* [引用文]:
============================================================

汗に濡れつゝ
 
石川啄木
 
 
(四)

▲動物に保護色といふ事がある。カメレオンや兎を例に引くまでもない。此動物の保護色と同じ現象が人間の生活の上にも見られる。それが都会の生活に於て殊に較著(かうちよ)である。広く言へば四季の衣服の変化もそれであるが、東京の一膳飯屋(いちぜんめしや)、天麩羅屋(てんぶらや)、おでん屋などの輩(てあひ)が、夏になると争つて氷屋になるなども面白い例であらう。加賀屋の亭主は学問はないかも知れぬが、少くとも兎と同じ程度の生活上の知識を有(も)つてる。
▲何の店にも常客(じやうきやく)といふものがある、加賀屋にもあつたに違ひない、それが俄かに氷屋に豹変して其等の常客に飯を食はせぬ事になつた。一寸考へると加賀屋の遣方(やりかた)は自家の便宜のみ稽(かんが)へた遣方であつて、徳義上からは非難しても宜(よ)さゝうである。又、その二十人なり三十人なりの常客中の一人や二人は、加賀屋で飯屋を罷めた為めに餓死しても宜さゝうである。(かう言ふと馬鹿気て聞えるが、それは問題が卑近な為である、一応の理窟だけは立派にある。世上の堂々たる議論にも之と大差なきものが多い)ところが誰一人加賀屋が氷屋になつた為に餓死した者はない。餓死どころか、加賀屋で断られたと言つて其晩飯を食はずに寝たといふ者もあるまい。然うして加賀屋の氷店には朝から晩まで客がある。
▲これで見ても解る。我等が書斎の窓から覗いたり、頬杖ついて考へたりするよりも人生といふものはもつと広い、もつと深いもつと複雑で、そして、もつと融通の利くものである。僕は以前よく種々な人の人生論なんかを読んだもんだが、近頃ではトント手をつけたくもなくなつた。解つた様な事を言ふ人とは話もしたくない。
 

函館日日新開 明治四十二年七月二十九日
 
 
(五)

▲氷は冬の物である。それを夏になつてから食ふとは面白い事である。太古(むかし)の人類は無論こんな事を為なかつたに違ひない。家来に信山の巓(いただき)から融け残りの雪を持つて来さして食ふ位の事は為(し)たかも知れぬが、今の様にして氷を食ふ事は知らなかつたに違ひない。それが段々人智が進んで来て、冬に出来た氷を、或る装置(自然力の侵入を防ぐ為の)をした庫(くら)の中に蔵つて置いて、夏になつてから取出して喰ふ様になつた。その次には、それをモ少し大仕掛にやつて売出す事になつた。

============================================================

* [練習問題 1]:
氷屋をめぐる随筆から、「函館日日新開 明治四十二年七月二十九日」で始まり「掛にやつて売出す事になつた。」まで続く部分を、一字も違えずに書き写せ。
* [練習問題 2]:
氷屋をめぐる随筆の続きを、最後の文の後から書き進めよ。

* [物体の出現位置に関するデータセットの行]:
============================================================

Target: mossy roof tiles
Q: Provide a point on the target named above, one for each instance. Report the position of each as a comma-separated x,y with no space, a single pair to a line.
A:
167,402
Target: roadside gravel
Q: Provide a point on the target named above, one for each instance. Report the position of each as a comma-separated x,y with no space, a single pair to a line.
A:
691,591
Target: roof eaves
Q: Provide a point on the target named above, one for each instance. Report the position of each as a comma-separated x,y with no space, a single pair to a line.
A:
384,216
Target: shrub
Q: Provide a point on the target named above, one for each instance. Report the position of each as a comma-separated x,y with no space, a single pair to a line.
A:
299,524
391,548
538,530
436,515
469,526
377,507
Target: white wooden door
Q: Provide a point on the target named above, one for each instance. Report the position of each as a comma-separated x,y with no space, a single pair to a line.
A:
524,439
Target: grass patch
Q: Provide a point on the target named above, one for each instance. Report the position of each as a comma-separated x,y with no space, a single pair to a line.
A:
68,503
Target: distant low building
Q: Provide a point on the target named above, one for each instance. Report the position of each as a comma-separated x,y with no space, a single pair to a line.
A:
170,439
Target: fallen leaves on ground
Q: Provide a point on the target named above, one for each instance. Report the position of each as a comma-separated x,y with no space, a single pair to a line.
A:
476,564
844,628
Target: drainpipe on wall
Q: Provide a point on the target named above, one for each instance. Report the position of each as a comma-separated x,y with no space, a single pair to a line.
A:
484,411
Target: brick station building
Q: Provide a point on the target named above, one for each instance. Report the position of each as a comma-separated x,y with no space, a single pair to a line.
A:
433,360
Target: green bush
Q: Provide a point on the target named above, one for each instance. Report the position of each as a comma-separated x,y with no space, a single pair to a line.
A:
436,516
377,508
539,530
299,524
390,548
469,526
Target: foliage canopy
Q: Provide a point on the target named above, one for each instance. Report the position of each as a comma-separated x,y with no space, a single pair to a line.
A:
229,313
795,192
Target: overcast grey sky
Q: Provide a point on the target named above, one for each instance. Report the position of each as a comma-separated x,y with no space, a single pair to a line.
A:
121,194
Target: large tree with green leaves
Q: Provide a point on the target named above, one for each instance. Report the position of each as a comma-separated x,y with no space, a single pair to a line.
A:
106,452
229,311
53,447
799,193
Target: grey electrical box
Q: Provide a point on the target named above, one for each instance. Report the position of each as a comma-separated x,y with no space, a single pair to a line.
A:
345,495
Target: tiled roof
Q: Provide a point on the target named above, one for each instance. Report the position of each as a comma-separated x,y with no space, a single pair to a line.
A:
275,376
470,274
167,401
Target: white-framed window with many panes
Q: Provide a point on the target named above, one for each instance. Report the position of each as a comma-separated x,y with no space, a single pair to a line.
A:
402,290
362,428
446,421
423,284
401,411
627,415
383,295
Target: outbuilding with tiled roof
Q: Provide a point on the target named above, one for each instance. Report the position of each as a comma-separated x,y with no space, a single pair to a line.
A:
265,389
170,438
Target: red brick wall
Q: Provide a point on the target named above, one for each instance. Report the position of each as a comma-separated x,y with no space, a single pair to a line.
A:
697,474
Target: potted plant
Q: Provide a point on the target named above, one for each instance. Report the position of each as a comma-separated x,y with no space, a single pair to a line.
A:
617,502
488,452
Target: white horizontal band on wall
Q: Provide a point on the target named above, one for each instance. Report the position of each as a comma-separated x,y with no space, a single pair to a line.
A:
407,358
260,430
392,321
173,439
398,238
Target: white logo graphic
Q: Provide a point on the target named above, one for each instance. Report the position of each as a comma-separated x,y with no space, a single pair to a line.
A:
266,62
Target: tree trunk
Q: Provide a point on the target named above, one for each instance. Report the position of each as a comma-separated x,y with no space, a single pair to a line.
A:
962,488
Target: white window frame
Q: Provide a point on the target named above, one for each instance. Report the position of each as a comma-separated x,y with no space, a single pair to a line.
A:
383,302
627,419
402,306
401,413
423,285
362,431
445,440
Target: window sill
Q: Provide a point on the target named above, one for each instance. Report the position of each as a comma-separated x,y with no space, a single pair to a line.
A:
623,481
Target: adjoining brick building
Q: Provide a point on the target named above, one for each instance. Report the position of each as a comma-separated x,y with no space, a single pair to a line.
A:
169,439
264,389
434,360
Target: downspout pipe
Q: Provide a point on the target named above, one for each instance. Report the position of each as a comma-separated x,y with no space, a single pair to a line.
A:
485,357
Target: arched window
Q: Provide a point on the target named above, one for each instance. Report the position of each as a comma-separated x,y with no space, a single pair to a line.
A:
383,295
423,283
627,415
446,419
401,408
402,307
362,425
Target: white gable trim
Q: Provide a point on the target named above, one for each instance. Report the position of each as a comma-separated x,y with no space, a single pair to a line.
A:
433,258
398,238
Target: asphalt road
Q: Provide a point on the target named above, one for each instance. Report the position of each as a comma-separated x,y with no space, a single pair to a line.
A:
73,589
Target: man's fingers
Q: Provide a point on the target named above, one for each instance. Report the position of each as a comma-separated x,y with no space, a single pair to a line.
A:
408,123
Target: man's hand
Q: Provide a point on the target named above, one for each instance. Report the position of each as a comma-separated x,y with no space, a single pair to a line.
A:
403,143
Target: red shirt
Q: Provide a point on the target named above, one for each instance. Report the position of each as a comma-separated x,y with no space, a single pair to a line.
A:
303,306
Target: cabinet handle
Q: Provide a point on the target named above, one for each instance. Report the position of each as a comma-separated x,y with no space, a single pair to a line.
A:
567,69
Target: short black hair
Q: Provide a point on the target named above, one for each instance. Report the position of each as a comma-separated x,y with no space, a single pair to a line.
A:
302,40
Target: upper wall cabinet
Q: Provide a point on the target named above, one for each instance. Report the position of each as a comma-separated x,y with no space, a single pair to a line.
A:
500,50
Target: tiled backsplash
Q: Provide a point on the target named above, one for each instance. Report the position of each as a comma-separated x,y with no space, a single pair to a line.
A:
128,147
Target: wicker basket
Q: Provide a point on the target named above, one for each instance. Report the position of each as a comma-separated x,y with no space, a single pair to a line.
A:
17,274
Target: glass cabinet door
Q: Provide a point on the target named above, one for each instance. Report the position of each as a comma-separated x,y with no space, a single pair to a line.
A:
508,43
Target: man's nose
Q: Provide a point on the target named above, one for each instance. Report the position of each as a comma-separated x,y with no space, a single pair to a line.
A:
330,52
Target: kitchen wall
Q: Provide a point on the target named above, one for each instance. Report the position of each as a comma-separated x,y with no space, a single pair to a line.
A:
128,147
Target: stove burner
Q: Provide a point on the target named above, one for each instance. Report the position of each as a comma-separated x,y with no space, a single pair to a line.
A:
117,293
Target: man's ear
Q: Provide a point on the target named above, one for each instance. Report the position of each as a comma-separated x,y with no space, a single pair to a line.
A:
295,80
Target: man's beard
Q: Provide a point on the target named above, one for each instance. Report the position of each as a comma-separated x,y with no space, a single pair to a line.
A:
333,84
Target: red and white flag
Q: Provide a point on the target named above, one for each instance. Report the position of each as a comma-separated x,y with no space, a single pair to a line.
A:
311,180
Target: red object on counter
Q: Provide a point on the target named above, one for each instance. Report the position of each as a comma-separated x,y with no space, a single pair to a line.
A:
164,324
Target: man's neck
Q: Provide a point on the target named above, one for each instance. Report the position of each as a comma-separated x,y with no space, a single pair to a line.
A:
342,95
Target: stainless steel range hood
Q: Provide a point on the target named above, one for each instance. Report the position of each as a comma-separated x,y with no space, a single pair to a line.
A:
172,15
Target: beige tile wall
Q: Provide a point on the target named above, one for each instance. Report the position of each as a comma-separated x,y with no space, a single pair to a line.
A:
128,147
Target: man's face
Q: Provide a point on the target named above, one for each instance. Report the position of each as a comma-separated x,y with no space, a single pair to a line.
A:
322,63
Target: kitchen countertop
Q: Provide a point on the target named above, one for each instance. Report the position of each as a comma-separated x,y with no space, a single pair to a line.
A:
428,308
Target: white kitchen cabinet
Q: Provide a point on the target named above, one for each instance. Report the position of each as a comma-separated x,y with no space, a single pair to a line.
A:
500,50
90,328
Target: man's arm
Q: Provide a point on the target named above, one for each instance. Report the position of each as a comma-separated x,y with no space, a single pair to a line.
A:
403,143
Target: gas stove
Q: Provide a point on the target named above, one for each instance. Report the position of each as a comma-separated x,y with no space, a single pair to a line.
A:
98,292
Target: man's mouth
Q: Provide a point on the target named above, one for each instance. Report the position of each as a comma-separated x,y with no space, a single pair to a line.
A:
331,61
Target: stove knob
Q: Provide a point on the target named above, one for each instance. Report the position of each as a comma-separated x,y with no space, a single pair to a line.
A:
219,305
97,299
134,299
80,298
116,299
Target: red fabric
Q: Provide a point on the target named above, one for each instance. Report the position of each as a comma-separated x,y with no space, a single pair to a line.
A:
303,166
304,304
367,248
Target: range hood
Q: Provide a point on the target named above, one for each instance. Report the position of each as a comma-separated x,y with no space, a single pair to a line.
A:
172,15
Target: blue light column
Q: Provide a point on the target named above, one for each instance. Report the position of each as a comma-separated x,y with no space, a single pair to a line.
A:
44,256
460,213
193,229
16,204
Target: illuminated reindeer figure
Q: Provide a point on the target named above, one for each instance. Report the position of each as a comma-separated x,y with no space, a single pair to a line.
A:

============================================================

* [作業結果 1]:
函館日日新開 明治四十二年七月二十九日
 
 
(五)

▲氷は冬の物である。それを夏になつてから食ふとは面白い事である。太古(むかし)の人類は無論こんな事を為なかつたに違ひない。家来に信山の巓(いただき)から融け残りの雪を持つて来さして食ふ位の事は為(し)たかも知れぬが、今の様にして氷を食ふ事は知らなかつたに違ひない。それが段々人智が進んで来て、冬に出来た氷を、或る装置(自然力の侵入を防ぐ為の)をした庫(くら)の中に蔵つて置いて、夏になつてから取出して喰ふ様になつた。その次には、それをモ少し大仕掛にやつて売出す事になつた。

* [作業結果 2]:
▲所有権の無い氷を勝手に切出して来て、自然力以外の場処に隠して置く氷の貯蔵者は、とりも直さず自然に対して臓物隠匿罪(ざうぶついんとくざい)をやつてゐる様なものである。同じ言ひ方をすれば、氷屋も亦情を知つて其物(それ)を買ひ更に売るのだから、自然の罪人たる事は拒(こばま)れない。若し夫れ氷の需要者たる我等一汎人に至つてはその罪更に重い。自然は其一糸乱れざる運動を続け、その愛する処の万象を生育させんが為に、時あつて暑熱を地上に投げる。所詮自然界の一生物に過ぎぬ我等人類は、矢張おとなしく其天地の大規に服従すべぎであるのに、何の事ぞ、氷を用ひて其暑熱を避けようとする。我等が氷を噛んでゐる時は、即ち我等が自然に対して反逆してゐる時である。氷を噛んで『あゝ涼しくなつた。』といふのは、取も直さず自然を嘲笑して遺憾のない声である。更にその氷を嚥下(えんか)し易からしめむが為に砕片(さいへん)とし、味覚の満足を得んが為に砂糖とか檸檬(レモン)とか蜜柑とかを調和して呑むに至つては、人間の暴状も亦極まれりと言ふべしである。
▲更に近頃では、自然の製産を盗む許りでなく、其の力の一部分迄も盗み来つて、如何なる炎暑の日にも立所に氷を製造する者がある。これらは宜しく彼の旋風器の発明者と共に、電力盗用者、若(もし)くは会社の資金を流用して相場に手を出す手合と同罪に断ずべきではないか。
 

函館日日新開 明治四十二年七月三十一日
 
 
(六)

▲かう言つて来ると、無暗(むやみ)に辻褄の合はぬ事を喋(しやべ)くつて喜んでる様だが、人類文化の歴史は要するに人類が自然に対して試みてゐる反逆の歴史である。予は唯その反逆が極めて瑣末の事にも行はれてゐて、そして、誰もそれを反逆とも気が付かぬといふ事に興味を有(も)つた丈の事である。然り、唯興味を有(も)つた丈である。
▲氷とは縁の遠い話だが、『十九世紀文明の最大功績は人工避妊法の発達なり。』と言つた西洋人がある。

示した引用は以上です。